- Your goal: Starting with the line that contains "identify the large", reproduce each line through the end of the entries exactly as written.

A run of records
○ ○ ○ ○ ○

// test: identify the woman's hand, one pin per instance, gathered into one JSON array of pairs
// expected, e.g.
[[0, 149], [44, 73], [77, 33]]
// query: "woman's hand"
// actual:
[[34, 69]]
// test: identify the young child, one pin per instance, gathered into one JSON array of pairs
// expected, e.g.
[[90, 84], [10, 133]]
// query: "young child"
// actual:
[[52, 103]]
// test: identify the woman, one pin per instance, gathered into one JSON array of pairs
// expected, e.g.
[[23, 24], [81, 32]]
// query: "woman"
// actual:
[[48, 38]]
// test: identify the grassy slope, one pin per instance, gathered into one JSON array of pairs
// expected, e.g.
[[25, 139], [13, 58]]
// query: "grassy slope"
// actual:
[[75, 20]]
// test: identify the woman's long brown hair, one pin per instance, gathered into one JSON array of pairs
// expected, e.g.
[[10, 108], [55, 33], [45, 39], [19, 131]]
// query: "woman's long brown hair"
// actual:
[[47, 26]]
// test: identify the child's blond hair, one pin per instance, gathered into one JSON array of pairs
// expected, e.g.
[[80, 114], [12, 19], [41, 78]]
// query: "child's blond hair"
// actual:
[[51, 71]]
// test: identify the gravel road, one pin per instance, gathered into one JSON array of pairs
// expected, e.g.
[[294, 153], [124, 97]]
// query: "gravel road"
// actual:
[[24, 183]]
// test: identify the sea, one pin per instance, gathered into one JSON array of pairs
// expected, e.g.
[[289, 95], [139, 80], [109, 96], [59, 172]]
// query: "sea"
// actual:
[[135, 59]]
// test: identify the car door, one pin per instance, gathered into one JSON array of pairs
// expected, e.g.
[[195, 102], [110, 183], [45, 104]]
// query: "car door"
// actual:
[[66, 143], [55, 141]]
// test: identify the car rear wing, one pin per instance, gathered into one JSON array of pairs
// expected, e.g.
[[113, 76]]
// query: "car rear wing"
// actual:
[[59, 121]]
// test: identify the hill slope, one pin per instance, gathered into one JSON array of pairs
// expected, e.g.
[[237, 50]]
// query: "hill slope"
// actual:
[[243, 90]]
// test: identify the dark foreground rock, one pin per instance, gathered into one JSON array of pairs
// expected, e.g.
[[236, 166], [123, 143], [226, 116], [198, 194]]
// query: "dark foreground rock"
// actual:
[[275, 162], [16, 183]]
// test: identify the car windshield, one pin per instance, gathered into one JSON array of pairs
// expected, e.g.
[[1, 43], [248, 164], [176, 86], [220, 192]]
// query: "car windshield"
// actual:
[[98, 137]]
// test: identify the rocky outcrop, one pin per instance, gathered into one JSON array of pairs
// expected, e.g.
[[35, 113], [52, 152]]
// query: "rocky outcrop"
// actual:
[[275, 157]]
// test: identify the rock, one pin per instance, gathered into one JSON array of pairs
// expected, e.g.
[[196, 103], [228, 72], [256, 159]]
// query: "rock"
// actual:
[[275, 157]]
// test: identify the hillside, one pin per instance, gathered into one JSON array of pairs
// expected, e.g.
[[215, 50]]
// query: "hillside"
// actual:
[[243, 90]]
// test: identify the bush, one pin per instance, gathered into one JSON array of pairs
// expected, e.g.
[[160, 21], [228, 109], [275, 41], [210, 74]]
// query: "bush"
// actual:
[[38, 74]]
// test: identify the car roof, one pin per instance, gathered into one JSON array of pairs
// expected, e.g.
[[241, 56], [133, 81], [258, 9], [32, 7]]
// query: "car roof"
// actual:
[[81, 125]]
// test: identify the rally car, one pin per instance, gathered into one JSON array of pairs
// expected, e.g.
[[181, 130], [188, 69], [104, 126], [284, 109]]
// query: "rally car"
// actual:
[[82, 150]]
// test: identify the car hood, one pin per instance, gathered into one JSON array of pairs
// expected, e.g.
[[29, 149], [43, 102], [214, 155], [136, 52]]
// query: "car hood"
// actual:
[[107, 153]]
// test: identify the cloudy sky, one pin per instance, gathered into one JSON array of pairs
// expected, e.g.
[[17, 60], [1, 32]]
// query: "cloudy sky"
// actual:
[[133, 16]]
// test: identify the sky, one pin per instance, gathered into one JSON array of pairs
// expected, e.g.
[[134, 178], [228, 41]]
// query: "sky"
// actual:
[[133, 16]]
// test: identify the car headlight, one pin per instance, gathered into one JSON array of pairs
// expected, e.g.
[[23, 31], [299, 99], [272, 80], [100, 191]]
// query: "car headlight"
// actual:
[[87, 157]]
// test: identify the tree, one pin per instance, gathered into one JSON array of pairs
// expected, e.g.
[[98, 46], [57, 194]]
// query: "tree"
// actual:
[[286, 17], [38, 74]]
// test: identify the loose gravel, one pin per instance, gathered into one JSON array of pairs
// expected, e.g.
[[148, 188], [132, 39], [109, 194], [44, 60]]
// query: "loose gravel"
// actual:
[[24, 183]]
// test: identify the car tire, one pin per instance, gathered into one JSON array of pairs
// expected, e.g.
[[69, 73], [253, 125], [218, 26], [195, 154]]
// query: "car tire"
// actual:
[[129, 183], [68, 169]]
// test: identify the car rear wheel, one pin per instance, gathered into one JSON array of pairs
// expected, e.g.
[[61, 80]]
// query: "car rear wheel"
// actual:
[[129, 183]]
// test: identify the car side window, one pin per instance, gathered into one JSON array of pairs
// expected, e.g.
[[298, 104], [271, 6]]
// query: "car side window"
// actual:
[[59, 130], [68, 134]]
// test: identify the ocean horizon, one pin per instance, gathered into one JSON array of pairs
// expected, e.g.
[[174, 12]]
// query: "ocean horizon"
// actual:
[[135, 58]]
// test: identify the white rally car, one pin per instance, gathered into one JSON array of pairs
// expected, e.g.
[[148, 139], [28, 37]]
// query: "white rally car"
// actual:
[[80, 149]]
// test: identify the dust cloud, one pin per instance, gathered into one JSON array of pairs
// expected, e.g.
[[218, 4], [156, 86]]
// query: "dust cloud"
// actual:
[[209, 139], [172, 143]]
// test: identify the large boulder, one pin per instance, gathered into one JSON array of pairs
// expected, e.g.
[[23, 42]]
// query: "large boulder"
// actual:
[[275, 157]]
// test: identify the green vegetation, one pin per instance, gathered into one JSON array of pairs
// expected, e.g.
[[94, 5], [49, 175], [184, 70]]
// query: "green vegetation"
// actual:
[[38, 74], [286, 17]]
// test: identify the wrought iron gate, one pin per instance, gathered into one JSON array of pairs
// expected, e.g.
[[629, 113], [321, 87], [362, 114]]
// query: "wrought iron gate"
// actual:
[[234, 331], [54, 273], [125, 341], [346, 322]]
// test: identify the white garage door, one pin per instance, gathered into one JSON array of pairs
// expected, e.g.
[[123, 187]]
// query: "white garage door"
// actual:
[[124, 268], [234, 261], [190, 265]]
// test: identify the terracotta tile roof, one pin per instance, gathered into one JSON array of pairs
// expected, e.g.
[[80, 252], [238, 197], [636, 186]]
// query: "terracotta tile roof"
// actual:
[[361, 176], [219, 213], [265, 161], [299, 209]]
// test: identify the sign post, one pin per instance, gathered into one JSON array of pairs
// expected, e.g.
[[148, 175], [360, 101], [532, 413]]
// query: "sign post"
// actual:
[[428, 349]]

○ ○ ○ ○ ○

- Solution:
// test: identify the large boulder, one pin per instance, gathered into one JSON array of pairs
// expected, e.g.
[[23, 42]]
// query: "large boulder"
// actual:
[[275, 157]]
// test: identify the green vegetation, one pin per instance, gathered into one JSON array of pairs
// expected, e.g.
[[94, 5], [49, 175], [184, 70]]
// query: "green vegetation"
// actual:
[[38, 74], [286, 17]]
// test: identify the wrought iron gate, one pin per instance, gathered into one JSON array of pairs
// expected, e.g.
[[629, 113], [321, 87], [362, 114]]
// query: "wrought iron gate"
// actual:
[[234, 331], [54, 273], [125, 341], [346, 322]]
// test: identify the white garage door, one pin per instance, gathered into one JSON array of pairs
// expected, e.g.
[[123, 187]]
// query: "white garage door"
// actual:
[[124, 268], [234, 261], [190, 265]]
// test: identify the terracotta tile roof, one pin per instance, gathered into one JSON array of pairs
// expected, e.g.
[[80, 252], [238, 197], [636, 186]]
// query: "terracotta tile roof"
// actual:
[[361, 176], [219, 213], [265, 161], [299, 209]]
// test: identify the sign post, one pin per instance, gathered into one JSON array of pairs
// expected, e.g.
[[148, 175], [360, 101], [532, 413]]
// query: "sign post"
// actual:
[[428, 349]]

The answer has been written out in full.